§ **Provided text**:
** START **
Question being can you backup that left over data in /var/mqm while the QM runs? Or even though there might not be anything QM specific in there, the QM is still relying on it, accessing it, and if a backup grabs some of those files during run time you got issues?
fjb_saper wrote: |
PeterPotkay wrote: |
3. Or have you come to conclusion that MQ does not allow "hot" backups, you must incur the Queue Manager outage it takes to create a full and consistent backup, and the apps just have to deal with a brief outage nightly or weekly. And if you ever have to restore, apps have to deal with duplicate or missing messages, but its better than dealing with no Queue Manager at all if you had to rebuild it from scratch? |
Not quite. Consider linear logging and running rcdmqimg... This apparently creates a consistent backup of sorts... You don't have to shut down the qmgr, but if you want to achieve maximum consistency you better run it while the qmgr is at a max idle state i.e. in the timeframe of least traffic. |
A 'max idle state' is a term used in the manuals. Max Idle for me may be 10 messages a minute. Its the max I can be in terms of idle.
** END **
§ **Record list**:
** START **
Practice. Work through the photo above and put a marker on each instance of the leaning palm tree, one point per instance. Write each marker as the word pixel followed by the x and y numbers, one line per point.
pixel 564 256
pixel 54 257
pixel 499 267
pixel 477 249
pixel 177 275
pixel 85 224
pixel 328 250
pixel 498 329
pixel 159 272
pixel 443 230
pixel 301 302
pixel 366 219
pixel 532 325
** END **
§ **Stated problem 1**: Copy word for word the part of the MQ backup discussion that starts at the words "Question being can" and ends after "you got issues?".
§ **Stated problem 2**: For each statement below, say yes or no based on the MQ backup discussion, and quote the words from it that decide. (a) Running rcdmqimg requires shutting down the queue manager. (b) "Max idle state" is a term taken from the manuals. (c) The discussion gives 10 messages a minute as a possible max idle level.

§ **Finished answer 1**:
Question being can you backup that left over data in /var/mqm while the QM runs? Or even though there might not be anything QM specific in there, the QM is still relying on it, accessing it, and if a backup grabs some of those files during run time you got issues?

§ **Finished answer 2**:
(a) No: "You don't have to shut down the qmgr"
(b) Yes: "A 'max idle state' is a term used in the manuals."
(c) Yes: "Max Idle for me may be 10 messages a minute."